Pick out and copy each line in the entries below that contains the word "mark". The match is case-sensitive.

Material provided
^^^^

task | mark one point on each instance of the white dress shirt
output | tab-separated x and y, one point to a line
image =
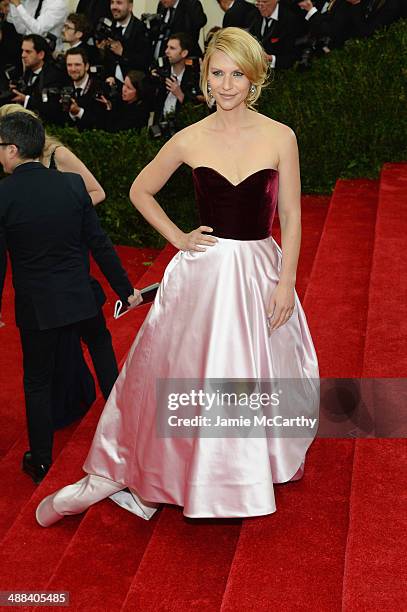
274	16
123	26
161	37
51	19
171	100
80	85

^^^^

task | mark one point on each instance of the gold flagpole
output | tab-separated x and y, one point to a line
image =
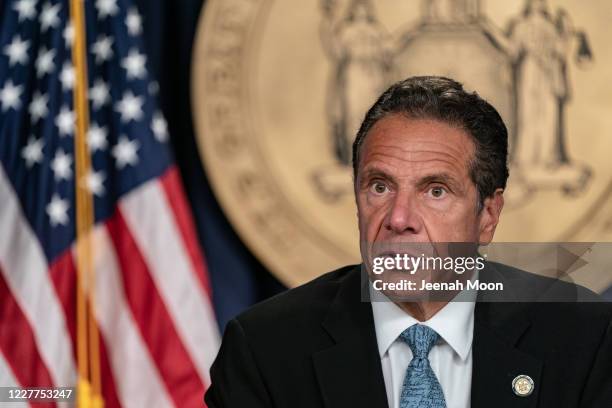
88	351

^^^^

Final result
task | mark one point on each instance of the white dress shirt
task | mark one point on each instance of the gold flagpole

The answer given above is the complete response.